= RECORDS SUPPLIED =

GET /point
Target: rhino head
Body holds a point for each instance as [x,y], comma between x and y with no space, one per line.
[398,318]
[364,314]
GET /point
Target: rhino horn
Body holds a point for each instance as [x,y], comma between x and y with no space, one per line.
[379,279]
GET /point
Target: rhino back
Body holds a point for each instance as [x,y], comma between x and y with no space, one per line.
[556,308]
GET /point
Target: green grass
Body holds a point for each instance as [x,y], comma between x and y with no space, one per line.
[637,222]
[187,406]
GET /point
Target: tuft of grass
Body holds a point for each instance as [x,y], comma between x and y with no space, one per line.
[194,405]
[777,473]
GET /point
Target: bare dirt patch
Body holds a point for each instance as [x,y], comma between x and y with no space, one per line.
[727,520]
==
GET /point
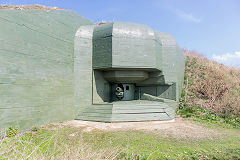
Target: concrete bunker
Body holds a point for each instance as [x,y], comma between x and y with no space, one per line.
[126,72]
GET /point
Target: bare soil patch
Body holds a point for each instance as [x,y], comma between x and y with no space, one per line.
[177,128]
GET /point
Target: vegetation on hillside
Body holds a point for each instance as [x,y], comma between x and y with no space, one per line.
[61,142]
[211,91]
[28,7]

= DIRECTIONS FOR THIS TASK =
Each line holding "grass" in the records should be copied out.

= EXERCISE OUTPUT =
Target: green grass
Target: tuft of grass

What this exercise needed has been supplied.